What is required
Update the lines below by replacing each "gets a single marker" with "is marked once" and changing nothing else. Leave the pictures out of your answer.

Supplied data
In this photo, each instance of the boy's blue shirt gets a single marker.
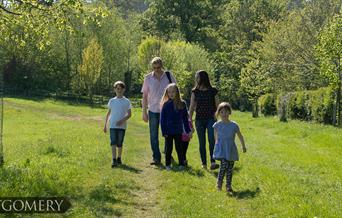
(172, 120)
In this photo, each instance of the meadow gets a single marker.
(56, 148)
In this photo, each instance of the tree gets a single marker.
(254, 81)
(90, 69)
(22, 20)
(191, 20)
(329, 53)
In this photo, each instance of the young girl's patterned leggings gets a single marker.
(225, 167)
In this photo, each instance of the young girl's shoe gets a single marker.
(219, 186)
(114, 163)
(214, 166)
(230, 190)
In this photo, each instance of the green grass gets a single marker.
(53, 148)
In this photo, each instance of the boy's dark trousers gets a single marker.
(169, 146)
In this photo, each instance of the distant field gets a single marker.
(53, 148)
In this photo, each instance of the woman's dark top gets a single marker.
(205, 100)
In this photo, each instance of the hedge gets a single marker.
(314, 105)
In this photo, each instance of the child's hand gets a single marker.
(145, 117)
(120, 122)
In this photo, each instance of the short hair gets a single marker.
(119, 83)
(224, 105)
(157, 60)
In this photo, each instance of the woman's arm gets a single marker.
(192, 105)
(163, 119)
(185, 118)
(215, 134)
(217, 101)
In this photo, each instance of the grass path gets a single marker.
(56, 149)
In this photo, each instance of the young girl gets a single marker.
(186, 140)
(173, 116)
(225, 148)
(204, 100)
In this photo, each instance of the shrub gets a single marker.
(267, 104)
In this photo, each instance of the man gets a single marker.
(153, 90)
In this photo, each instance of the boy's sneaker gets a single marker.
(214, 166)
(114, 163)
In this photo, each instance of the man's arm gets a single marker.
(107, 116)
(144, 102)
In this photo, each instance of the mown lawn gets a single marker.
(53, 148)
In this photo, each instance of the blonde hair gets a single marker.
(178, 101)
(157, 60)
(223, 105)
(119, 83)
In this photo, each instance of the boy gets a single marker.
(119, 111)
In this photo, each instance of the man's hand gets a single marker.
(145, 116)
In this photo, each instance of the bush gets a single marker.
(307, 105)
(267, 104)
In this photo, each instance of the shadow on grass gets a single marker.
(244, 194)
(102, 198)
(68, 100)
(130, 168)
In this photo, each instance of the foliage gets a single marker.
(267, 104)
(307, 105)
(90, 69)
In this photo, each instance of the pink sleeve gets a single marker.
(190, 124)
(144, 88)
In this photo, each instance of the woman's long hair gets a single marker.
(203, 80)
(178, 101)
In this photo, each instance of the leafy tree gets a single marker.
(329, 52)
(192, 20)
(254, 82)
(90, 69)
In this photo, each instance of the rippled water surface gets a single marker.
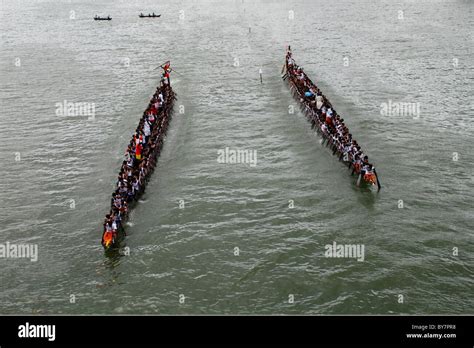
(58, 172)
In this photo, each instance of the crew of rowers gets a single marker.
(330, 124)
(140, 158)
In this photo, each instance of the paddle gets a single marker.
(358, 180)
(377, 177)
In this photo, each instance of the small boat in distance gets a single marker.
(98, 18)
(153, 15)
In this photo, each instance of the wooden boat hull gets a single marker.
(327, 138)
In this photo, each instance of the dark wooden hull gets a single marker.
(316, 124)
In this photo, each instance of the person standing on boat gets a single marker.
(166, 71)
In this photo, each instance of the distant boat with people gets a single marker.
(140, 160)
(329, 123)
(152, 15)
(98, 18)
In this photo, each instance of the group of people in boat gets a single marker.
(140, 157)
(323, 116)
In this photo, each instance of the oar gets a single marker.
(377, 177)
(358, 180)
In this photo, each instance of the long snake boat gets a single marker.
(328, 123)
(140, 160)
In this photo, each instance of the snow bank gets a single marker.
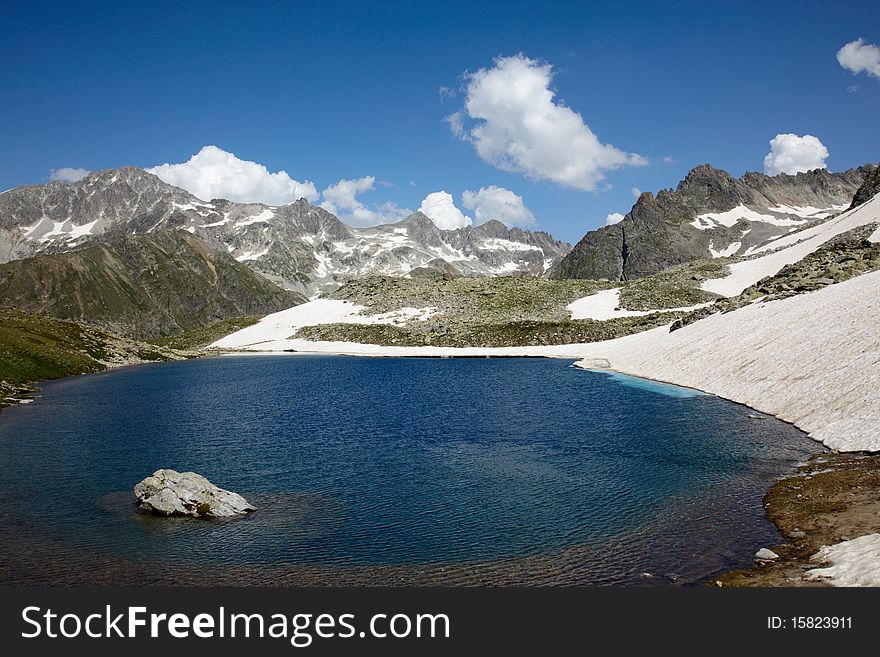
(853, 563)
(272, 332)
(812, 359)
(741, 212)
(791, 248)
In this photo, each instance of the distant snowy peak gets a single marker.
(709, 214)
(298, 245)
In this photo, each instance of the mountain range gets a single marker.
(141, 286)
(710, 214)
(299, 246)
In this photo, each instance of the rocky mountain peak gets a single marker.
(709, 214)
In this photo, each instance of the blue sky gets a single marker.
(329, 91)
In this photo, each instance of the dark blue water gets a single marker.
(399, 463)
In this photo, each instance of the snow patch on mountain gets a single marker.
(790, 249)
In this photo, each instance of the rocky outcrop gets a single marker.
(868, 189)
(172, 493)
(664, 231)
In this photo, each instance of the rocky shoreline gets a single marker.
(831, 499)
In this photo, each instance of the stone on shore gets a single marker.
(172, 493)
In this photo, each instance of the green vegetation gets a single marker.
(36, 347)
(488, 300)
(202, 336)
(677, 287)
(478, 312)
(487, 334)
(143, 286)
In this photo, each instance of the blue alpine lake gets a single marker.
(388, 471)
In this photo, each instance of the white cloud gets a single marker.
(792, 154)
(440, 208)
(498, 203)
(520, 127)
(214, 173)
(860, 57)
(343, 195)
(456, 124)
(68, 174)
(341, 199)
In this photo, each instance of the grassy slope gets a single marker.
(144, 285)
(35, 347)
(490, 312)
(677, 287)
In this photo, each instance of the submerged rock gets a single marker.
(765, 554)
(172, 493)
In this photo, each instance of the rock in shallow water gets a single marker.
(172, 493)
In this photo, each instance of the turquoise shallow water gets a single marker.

Correct result
In this photo, each instance of the boy's blue shirt is marked once.
(172, 120)
In this photo, each instance of the meadow is marked once.
(56, 148)
In this photo, each instance of the tree is marked once.
(254, 81)
(90, 69)
(22, 20)
(191, 20)
(329, 53)
In this photo, each instance of the young girl's patterned leggings is marked once.
(225, 167)
In this photo, each instance of the young girl's shoe is marked once.
(219, 186)
(114, 163)
(214, 166)
(230, 190)
In this photo, each instance of the green grass is marked once.
(53, 148)
In this photo, each instance of the boy's dark trousers is marked once.
(169, 146)
In this photo, each instance of the distant field is marked once.
(53, 148)
In this photo, each instance of the woman's dark top is marked once.
(205, 100)
In this photo, each instance of the hedge is marked once.
(314, 105)
In this photo, each instance of the child's hand is marked once.
(145, 117)
(120, 122)
In this photo, each instance of the short hair is marked once.
(119, 83)
(224, 105)
(157, 60)
In this photo, each instance of the woman's arm is marked once.
(192, 105)
(163, 119)
(185, 118)
(215, 134)
(217, 101)
In this photo, each instance of the grass path is marked once.
(56, 149)
In this photo, each instance of the young girl is marked once.
(186, 140)
(173, 116)
(225, 148)
(204, 100)
In this photo, each instance of the shrub is marked once.
(267, 104)
In this photo, each instance of the man is marked once.
(153, 90)
In this photo, each instance of the boy's sneaker is marked once.
(214, 166)
(114, 163)
In this photo, each instance of the man's arm is marked once.
(107, 116)
(144, 102)
In this photo, each instance of the mown lawn is marked once.
(53, 148)
In this photo, each instance of the blonde hair is marked once.
(178, 101)
(157, 60)
(223, 105)
(119, 83)
In this photo, each instance of the boy is marked once.
(119, 111)
In this photo, each instance of the man's hand is marked once.
(145, 116)
In this photo, each instance of the bush is marked once.
(307, 105)
(267, 104)
In this photo, each instance of the shadow on grass is marked once.
(244, 194)
(102, 198)
(68, 100)
(130, 168)
In this photo, each instance of the foliage is marked once.
(267, 104)
(307, 105)
(90, 69)
In this photo, each instance of the pink sleeve is marked once.
(190, 124)
(144, 88)
In this photo, each instance of the woman's long hair is marked once.
(203, 80)
(178, 101)
In this photo, each instance of the leafy tree is marked once.
(329, 52)
(192, 20)
(254, 82)
(90, 69)
In this photo, each instance of the rippled water surface is marked once.
(58, 172)
In this photo, each instance of the crew of rowers is marked once.
(330, 124)
(140, 158)
In this photo, each instance of the paddle is marked once.
(358, 180)
(377, 177)
In this photo, each instance of the small boat in distance is marked once.
(98, 18)
(153, 15)
In this photo, each instance of the wooden boat hull is marked once.
(327, 138)
In this photo, each instance of the dark wooden hull is marked once.
(316, 124)
In this photo, each instance of the person standing on boat is marked once.
(166, 71)
In this photo, each instance of the distant boat with people is marked once.
(140, 160)
(329, 123)
(152, 15)
(98, 18)
In this photo, each instance of the group of people in boat is marked once.
(140, 157)
(323, 116)
In this photo, each instance of the oar is marked once.
(377, 177)
(358, 180)
In this photo, each instance of the long snake boat is marked once.
(328, 123)
(140, 160)
In this photo, each instance of the snow bank is marked once.
(853, 563)
(272, 332)
(812, 359)
(741, 212)
(791, 248)
In this photo, each instance of the distant snowy peak is marked once.
(709, 214)
(298, 245)
In this photo, each instance of the mountain range is marked once.
(141, 286)
(710, 214)
(299, 246)
In this photo, each instance of the rocky mountain peak is marked once.
(709, 214)
In this photo, each instance of the blue sky is marked once.
(329, 91)
In this photo, each instance of the dark blue water is marked once.
(399, 463)
In this photo, each instance of the snow patch on mountain is marked once.
(790, 249)
In this photo, each instance of the rocky outcrop is marked once.
(868, 189)
(172, 493)
(664, 231)
In this photo, each instance of the rocky shoreline is marked once.
(831, 499)
In this photo, each instance of the stone on shore is marked once.
(172, 493)
In this photo, each instance of the green vegetation is marked once.
(36, 347)
(488, 300)
(202, 336)
(677, 287)
(478, 312)
(487, 334)
(143, 286)
In this photo, each instance of the blue alpine lake is marked once.
(388, 471)
In this photo, each instance of the white cloud is marked once.
(792, 154)
(440, 208)
(498, 203)
(520, 127)
(214, 173)
(860, 57)
(343, 195)
(456, 124)
(68, 174)
(341, 199)
In this photo, each instance of the grassy slope is marked once.
(144, 285)
(35, 347)
(490, 312)
(677, 287)
In this photo, each instance of the submerged rock is marked once.
(765, 554)
(172, 493)
In this photo, each instance of the rock in shallow water is marked once.
(172, 493)
In this photo, each instance of the turquoise shallow water is marked once.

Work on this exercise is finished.